Work instructions :: Note every line in the entries that contains the string "playground", and copy it.

[Extracted data entries]
'''
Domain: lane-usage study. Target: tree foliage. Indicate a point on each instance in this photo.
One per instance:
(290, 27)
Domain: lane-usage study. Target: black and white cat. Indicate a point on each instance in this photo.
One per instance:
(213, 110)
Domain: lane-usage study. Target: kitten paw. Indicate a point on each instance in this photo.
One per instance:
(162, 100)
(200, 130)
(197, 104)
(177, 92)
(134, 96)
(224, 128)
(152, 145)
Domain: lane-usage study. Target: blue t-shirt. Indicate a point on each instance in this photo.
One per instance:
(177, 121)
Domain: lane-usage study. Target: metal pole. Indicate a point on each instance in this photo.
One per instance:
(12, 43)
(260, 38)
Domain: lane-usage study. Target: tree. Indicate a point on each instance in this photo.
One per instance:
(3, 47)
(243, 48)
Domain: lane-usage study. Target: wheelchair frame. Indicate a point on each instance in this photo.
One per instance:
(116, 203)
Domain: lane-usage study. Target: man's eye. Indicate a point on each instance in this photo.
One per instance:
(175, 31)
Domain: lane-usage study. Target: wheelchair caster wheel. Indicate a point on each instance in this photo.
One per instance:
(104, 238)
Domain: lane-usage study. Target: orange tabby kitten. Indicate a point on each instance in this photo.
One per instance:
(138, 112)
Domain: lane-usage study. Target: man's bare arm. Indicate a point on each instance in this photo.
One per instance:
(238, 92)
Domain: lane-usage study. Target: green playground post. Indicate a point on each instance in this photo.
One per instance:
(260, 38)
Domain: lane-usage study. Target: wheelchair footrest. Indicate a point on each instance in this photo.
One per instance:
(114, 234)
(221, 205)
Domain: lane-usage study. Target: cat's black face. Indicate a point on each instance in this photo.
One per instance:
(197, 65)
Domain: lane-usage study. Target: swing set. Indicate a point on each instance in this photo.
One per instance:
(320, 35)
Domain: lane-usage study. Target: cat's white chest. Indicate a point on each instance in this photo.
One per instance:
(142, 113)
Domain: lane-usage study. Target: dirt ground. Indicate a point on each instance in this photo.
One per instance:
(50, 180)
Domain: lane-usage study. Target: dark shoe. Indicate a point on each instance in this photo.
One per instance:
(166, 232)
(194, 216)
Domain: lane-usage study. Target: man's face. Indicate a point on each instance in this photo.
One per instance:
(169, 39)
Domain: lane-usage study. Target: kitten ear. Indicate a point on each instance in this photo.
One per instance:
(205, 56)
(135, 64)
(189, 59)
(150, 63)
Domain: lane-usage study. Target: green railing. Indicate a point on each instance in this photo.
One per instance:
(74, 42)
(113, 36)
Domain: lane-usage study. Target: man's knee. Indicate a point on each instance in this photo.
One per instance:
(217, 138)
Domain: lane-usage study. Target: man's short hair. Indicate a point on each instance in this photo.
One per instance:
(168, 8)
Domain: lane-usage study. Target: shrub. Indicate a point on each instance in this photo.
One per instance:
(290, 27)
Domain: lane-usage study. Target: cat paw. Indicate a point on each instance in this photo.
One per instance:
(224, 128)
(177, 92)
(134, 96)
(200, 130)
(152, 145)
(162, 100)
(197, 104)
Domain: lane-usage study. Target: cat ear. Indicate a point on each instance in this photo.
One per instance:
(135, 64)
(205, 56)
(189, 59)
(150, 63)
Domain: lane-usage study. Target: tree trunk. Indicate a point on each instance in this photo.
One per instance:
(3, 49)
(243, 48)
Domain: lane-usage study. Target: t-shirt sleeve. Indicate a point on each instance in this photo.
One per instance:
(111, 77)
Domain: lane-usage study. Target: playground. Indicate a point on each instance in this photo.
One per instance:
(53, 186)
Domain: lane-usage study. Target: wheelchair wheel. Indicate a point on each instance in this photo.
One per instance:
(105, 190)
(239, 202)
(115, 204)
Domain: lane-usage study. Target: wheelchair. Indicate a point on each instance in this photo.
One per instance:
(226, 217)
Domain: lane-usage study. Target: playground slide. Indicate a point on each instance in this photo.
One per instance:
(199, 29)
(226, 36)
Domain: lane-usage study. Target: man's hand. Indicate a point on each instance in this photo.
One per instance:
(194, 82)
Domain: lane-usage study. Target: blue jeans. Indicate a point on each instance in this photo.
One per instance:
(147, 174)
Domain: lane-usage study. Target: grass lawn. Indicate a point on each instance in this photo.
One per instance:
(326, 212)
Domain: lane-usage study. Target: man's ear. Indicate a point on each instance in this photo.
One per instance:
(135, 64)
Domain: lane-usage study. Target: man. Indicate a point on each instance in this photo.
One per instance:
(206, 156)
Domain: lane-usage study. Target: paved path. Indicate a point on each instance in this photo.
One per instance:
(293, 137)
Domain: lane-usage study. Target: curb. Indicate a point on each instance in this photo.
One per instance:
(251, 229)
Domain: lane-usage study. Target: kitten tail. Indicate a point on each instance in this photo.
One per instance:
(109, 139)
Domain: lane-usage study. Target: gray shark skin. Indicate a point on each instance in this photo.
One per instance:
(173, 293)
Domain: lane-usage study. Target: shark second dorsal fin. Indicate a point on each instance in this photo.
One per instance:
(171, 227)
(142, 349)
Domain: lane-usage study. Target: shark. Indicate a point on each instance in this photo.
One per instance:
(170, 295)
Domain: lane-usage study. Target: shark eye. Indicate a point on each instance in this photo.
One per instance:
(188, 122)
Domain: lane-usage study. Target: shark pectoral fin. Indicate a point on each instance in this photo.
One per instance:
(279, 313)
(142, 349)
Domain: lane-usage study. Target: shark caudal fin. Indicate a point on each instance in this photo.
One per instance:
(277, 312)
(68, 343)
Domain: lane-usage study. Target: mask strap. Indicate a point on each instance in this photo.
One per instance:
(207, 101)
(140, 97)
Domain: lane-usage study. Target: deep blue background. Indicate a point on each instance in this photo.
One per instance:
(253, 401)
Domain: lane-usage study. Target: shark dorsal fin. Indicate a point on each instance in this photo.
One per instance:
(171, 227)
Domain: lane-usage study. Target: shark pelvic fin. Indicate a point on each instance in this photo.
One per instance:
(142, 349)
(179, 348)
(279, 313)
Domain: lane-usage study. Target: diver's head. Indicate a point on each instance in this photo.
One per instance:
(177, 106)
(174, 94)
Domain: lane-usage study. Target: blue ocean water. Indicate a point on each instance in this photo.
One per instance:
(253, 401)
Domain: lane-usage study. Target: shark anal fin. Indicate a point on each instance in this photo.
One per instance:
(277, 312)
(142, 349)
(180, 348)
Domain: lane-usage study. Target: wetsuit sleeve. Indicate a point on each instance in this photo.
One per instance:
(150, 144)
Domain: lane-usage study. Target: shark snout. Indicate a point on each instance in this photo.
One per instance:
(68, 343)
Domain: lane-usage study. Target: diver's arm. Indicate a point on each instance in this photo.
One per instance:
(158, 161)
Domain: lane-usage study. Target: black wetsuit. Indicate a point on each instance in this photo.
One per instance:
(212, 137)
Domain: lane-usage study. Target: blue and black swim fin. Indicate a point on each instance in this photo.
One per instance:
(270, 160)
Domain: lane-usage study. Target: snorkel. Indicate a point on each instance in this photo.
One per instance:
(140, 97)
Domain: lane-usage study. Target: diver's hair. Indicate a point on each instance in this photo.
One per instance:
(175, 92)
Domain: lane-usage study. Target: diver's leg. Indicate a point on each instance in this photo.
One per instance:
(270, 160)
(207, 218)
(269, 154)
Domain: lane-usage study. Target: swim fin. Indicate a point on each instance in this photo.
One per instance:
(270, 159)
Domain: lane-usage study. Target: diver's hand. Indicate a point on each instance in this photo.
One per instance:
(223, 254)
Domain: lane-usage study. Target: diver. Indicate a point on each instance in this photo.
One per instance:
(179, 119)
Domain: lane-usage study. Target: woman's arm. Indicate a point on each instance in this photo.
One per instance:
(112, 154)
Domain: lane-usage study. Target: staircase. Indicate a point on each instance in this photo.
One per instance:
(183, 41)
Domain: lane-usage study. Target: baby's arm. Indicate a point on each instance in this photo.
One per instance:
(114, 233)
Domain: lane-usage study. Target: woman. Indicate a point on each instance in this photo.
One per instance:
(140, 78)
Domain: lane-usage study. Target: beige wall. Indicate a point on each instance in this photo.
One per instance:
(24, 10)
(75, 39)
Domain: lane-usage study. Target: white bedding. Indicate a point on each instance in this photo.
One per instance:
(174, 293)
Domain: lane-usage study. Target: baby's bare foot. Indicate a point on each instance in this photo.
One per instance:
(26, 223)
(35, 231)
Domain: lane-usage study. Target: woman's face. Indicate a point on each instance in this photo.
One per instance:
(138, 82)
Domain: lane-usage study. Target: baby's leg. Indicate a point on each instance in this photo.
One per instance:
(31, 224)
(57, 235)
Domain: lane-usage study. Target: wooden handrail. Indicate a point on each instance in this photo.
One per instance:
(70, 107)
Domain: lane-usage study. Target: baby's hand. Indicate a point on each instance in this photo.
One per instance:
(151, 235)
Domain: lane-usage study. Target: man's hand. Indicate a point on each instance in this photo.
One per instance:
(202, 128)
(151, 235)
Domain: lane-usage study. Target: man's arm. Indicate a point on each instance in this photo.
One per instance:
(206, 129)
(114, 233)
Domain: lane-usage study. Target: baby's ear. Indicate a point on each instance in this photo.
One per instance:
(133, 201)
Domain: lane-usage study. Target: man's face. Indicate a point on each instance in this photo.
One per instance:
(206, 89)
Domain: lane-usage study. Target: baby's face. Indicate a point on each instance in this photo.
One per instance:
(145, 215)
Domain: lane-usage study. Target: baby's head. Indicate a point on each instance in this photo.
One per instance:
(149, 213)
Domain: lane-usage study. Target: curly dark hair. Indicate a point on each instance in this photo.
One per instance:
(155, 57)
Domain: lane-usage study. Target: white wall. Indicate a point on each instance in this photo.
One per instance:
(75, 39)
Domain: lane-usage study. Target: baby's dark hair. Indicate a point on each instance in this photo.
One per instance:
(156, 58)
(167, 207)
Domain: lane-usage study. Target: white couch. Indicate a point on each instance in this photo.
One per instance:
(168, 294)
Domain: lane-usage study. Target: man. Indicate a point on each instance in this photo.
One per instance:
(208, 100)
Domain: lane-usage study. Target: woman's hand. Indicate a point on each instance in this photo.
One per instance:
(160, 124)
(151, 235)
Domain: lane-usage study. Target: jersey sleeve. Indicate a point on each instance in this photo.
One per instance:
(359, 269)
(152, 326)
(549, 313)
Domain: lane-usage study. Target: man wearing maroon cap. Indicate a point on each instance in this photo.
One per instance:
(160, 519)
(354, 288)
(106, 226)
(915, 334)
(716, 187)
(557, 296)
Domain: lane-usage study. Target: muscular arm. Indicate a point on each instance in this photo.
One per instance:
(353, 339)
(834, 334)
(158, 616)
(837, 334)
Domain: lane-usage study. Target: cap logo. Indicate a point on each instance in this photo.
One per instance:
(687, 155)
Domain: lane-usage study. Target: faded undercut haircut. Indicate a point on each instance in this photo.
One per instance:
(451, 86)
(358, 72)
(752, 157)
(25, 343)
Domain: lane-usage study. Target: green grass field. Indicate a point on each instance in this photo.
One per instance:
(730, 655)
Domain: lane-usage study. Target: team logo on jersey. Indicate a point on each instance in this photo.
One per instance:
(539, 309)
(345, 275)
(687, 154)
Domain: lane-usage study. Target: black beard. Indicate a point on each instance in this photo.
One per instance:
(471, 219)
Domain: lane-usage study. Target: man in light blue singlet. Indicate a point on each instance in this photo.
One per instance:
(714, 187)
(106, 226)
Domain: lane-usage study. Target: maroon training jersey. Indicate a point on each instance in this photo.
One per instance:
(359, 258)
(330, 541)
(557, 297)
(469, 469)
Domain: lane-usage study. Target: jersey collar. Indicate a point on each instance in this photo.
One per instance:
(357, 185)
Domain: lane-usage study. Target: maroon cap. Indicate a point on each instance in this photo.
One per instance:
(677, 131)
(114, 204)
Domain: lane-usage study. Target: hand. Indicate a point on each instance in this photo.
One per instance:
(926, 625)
'''
Solution to this exercise ::
Domain: lane-usage study. Target: green playground post. Indicate a point on each instance in this photo.
Domain: lane-usage study. Target: playground. Indicate a point on each instance in this photo.
Domain: lane-usage study. Target: playground slide. Indicate a point on each instance in this photo.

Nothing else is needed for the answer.